__What the task asks__.
Please return exactly the lines from the one containing "If you could point at the lake in" through the end of the records, including both.

__Stored data__.
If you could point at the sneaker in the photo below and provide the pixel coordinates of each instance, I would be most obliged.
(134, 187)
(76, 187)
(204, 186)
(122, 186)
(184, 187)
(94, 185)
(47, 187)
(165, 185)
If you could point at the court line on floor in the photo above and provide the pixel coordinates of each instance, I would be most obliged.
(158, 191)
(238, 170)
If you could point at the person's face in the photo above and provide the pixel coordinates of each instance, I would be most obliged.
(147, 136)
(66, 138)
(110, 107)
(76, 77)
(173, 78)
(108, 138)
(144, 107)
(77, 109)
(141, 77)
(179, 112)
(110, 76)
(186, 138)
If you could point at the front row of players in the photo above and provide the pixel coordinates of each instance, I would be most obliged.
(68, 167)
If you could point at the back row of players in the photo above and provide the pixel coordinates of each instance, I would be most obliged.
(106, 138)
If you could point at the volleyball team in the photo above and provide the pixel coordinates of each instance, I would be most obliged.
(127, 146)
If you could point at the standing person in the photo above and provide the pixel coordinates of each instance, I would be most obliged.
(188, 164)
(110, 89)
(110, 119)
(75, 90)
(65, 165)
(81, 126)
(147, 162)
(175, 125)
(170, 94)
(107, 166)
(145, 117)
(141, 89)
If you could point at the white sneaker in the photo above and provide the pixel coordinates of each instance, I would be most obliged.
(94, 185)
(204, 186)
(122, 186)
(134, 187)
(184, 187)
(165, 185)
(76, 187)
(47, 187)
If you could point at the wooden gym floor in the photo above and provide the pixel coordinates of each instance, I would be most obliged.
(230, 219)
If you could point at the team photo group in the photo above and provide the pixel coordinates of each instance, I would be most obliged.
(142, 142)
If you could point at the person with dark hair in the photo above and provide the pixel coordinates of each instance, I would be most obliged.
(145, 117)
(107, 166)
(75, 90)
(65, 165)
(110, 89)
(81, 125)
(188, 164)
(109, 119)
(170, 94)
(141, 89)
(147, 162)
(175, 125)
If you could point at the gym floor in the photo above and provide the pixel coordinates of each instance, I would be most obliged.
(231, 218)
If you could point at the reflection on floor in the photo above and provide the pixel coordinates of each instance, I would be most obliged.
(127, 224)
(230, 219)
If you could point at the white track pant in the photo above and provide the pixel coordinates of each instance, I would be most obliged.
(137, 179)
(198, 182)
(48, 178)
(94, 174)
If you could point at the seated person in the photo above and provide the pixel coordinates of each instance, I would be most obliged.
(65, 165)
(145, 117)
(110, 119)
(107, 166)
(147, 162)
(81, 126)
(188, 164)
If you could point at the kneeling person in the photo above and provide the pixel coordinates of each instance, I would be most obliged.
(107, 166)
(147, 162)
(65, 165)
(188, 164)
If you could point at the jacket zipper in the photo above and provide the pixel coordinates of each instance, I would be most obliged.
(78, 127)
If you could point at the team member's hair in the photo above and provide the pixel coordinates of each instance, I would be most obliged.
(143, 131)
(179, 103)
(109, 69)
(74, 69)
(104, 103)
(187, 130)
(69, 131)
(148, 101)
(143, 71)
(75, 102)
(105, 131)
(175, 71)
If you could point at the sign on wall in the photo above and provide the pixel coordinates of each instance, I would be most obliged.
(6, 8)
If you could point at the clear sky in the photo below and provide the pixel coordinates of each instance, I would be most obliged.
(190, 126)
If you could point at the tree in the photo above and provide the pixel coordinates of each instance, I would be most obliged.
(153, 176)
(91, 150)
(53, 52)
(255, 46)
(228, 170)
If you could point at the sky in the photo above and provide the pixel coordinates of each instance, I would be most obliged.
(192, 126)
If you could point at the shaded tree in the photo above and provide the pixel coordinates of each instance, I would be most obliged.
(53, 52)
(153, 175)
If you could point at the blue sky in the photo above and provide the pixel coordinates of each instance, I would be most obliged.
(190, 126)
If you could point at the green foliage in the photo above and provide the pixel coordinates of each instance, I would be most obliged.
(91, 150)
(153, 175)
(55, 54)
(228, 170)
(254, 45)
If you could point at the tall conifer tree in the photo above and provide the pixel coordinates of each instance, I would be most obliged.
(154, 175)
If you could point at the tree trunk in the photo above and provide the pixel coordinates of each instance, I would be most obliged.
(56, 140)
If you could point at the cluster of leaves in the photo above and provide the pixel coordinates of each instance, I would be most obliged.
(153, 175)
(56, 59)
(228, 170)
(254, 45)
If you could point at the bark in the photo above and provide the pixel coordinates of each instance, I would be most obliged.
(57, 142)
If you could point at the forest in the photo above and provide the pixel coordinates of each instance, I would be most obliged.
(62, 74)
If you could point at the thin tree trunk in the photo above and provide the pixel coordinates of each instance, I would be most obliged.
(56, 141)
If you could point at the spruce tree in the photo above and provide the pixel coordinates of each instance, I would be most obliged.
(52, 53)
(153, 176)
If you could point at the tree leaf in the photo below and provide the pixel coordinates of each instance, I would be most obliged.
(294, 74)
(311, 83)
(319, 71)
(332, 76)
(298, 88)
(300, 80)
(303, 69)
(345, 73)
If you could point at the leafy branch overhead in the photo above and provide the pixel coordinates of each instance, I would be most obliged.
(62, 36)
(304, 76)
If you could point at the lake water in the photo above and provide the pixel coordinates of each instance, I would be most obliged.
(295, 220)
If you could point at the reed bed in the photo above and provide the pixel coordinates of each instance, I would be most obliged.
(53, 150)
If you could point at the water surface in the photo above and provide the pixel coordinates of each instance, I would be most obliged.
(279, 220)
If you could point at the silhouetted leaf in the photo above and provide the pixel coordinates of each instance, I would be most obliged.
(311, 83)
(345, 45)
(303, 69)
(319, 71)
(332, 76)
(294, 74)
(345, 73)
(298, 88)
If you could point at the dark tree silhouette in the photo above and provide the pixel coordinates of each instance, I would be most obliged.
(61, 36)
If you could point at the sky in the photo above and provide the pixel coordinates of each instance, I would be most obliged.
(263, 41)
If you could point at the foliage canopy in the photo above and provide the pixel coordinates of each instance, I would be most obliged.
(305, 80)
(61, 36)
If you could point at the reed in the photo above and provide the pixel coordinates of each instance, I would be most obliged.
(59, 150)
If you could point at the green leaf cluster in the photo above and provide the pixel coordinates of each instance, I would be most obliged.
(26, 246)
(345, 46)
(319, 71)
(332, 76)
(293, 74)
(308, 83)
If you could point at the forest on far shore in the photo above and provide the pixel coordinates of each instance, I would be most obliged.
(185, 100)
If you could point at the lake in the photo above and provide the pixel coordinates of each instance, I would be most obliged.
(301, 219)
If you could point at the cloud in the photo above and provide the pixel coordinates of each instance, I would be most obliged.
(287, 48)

__Solution to this exercise__.
If you could point at the lake in the photo above and provide the pixel coordinates of each instance, I would be most obliged.
(301, 219)
If you could point at the cloud in the photo above and provide the pixel coordinates of each instance, I would be most obliged.
(287, 48)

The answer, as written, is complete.